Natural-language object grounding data
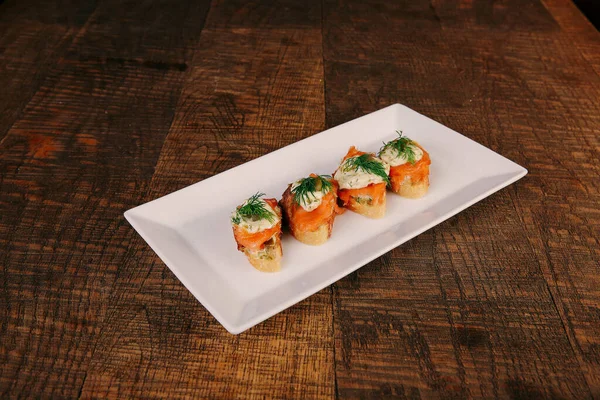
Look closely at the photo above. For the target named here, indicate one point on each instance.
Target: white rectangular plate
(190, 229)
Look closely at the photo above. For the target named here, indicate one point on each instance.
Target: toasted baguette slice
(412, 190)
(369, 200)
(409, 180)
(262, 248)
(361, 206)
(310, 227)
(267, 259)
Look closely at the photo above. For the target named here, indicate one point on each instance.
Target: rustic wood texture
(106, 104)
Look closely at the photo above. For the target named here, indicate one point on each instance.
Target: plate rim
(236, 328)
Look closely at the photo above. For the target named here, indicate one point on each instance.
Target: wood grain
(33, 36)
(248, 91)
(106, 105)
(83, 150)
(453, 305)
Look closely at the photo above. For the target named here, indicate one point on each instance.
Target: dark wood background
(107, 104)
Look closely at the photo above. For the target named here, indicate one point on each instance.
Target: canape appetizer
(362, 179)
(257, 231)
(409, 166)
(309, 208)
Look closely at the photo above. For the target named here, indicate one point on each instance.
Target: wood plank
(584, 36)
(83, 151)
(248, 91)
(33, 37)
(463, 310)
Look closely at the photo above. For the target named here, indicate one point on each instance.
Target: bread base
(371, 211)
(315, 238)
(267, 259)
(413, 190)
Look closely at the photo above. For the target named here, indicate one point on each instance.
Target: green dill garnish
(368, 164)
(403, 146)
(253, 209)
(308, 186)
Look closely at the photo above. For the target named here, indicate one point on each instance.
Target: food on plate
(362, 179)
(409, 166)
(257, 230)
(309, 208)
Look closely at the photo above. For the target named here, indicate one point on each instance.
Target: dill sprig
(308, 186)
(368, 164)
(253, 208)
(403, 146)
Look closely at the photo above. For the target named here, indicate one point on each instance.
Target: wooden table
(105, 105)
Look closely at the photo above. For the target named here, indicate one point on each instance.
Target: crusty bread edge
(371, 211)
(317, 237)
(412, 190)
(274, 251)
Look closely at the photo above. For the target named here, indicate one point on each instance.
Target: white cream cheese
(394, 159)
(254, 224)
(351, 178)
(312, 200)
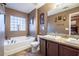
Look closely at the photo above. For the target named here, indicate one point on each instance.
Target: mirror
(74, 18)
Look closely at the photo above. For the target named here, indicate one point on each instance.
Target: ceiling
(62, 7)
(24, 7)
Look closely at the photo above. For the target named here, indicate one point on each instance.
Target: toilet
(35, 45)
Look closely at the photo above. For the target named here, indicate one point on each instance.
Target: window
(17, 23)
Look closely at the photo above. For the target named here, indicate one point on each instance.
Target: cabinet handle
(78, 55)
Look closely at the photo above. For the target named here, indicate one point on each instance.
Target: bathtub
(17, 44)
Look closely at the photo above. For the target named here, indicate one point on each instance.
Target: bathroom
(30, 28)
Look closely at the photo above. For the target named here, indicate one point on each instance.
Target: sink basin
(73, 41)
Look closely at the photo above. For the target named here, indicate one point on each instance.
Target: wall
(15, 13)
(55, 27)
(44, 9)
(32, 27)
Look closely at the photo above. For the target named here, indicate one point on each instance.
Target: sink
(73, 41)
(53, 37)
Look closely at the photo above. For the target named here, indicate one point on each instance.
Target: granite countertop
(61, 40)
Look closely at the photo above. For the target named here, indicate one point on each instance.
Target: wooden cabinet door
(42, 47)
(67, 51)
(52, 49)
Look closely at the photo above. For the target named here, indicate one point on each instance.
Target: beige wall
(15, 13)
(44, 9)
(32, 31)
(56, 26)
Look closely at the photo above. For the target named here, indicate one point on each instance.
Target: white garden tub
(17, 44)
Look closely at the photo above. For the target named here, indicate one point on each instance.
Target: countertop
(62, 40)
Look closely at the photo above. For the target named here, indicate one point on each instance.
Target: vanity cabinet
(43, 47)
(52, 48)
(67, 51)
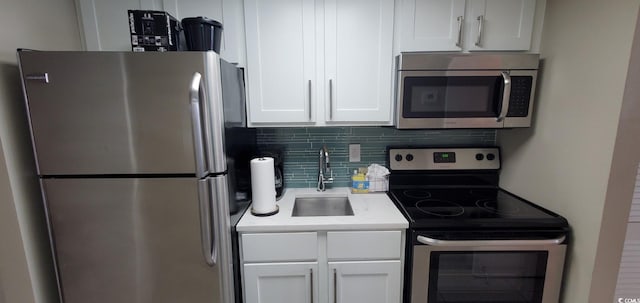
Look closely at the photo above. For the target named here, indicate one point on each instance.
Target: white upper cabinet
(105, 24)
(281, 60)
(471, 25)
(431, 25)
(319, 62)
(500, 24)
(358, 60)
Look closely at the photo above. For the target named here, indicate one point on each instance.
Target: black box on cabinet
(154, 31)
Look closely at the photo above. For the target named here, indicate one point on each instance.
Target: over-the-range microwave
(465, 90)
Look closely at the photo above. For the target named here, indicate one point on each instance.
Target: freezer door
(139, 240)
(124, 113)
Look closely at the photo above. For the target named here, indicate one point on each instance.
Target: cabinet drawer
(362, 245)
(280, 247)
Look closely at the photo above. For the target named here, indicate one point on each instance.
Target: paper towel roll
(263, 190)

*What you should do*. Set down each entry again exactly as written. Pictures stay out.

*Task solution*.
Look closely at the photo above. For the target named here, indicate one point on each instance.
Target: white rectangular plate
(190, 229)
Look closely at the photo above. For the target named here, indicate one point on each instance.
Target: toasted baguette slice
(412, 190)
(369, 200)
(409, 180)
(262, 248)
(361, 206)
(310, 227)
(267, 259)
Look closely at the photo above. For the target named here, indicate one point on each instance.
Target: rustic wood texture
(106, 104)
Look closely at the photo above. For the target named here, indicate one point on each instance.
Target: plate rim
(236, 328)
Look closely at the photo above. For the target named here, indicate one point on each instance.
Target: wood grain
(33, 36)
(248, 91)
(106, 105)
(83, 150)
(453, 305)
Look closely at the photo above. For the target named here, indicate one point on each instance.
Target: dark wood background
(107, 104)
Look closely at the photo above. For the target named here, indicate one point on each instance.
Target: canape appetizer
(362, 179)
(257, 231)
(409, 166)
(309, 208)
Look closely at the photo above. For the target named here, indicate one point on each instance.
Target: wood plank
(584, 36)
(83, 151)
(248, 91)
(33, 37)
(463, 310)
Look closely at the photo above. For the target named here, indicate one point on each instance.
Target: bread base
(371, 211)
(315, 238)
(267, 259)
(413, 190)
Look closely at the photo above. For the target named here, indicate one point on each instance.
Target: green dill garnish
(368, 164)
(403, 146)
(253, 209)
(308, 186)
Look closely at the photo above. For the target named here, indicate one point on each instance.
Target: food on plate
(362, 179)
(409, 166)
(257, 230)
(309, 208)
Look closely at the photo above. For the target named here, indicate one point on each instance.
Target: dill sprig
(308, 186)
(368, 164)
(253, 208)
(403, 146)
Look closely at the photo above. For the target named here, indicate one point on each instance.
Target: wooden table
(105, 105)
Look closely at the photo above. For the target named here, indicate one point on each instance.
Target: crusty bread edge
(371, 211)
(317, 237)
(412, 190)
(274, 251)
Look closely at the photo above. For the target named here, indicate one point on each instance.
Target: white cream cheese
(394, 159)
(254, 224)
(351, 178)
(312, 200)
Look closely at the photo above. For the target named here, indicate one point on each instance.
Target: mirror
(74, 18)
Look closely at the photo above. For the target named here, indicate one point on each instance.
Target: ceiling
(62, 7)
(24, 7)
Look closely at the photo above. For the target named here, indicate one point on each instance.
Target: toilet
(35, 45)
Look closely at the photo above. For the target named here, indicate one point on each instance.
Target: window
(17, 23)
Look closely at the photo above. For the target named here, indicate one point on each instance.
Target: cabinet handle
(78, 55)
Look closely at the photo above. For the target named here, indicate one point on each instance.
Target: bathtub
(17, 44)
Look closely at the photo above. For the target named here, indicate one point on each instance.
Target: bathroom
(30, 28)
Look closely at the photo above. For the target named here, indicate one point on each instance.
Target: sink basin
(73, 41)
Look closely at the photo above. For the target named here, indicate one point on each instance.
Target: wall
(15, 13)
(55, 27)
(44, 9)
(32, 27)
Look closely at the photo above. For the target named here, indicate one point on each instance.
Target: sink
(73, 41)
(53, 37)
Look closely at the photo above. For the target named here, indicate one point on each instance.
Target: granite countertop
(61, 40)
Look closely at the photo above. For the target named here, indicate one point on each instance.
Target: wooden cabinet door
(42, 47)
(67, 51)
(52, 49)
Look closely at the photo above. For the target named here, indicate one point on each instance.
Target: beige wall
(15, 13)
(44, 9)
(32, 31)
(56, 26)
Look closely at the photo above. For the target named here, indicate one point on each instance.
Target: white garden tub
(17, 44)
Look closely at the photo above. For the target named here, indicate one point on each instance.
Target: countertop
(62, 40)
Look closely at the photo above. For the target named here, indicate one point on each instance.
Target: vanity cabinet
(43, 47)
(52, 48)
(67, 51)
Look closely at the photo above. For the target named here, indicate one point on each instance.
Target: white upper cabinet
(105, 24)
(281, 60)
(471, 25)
(431, 25)
(319, 62)
(500, 24)
(358, 60)
Look closely at the photo above. For the target named here, indicate one point on each instance.
Target: black box on cabinet
(154, 31)
Look closely at the photo above. For the target named here, indicate one point on each instance.
Target: over-the-range microwave
(465, 90)
Look closely at the photo above. For the target named here, indicate one point on each instance.
Target: freezer door
(139, 240)
(124, 113)
Look closely at the photo above. For the target named here, indicate one point on each instance.
Target: cabinet drawer
(362, 245)
(280, 247)
Look closely at the photo above. For the target named here, indicate one point on each instance.
Target: paper towel roll
(263, 190)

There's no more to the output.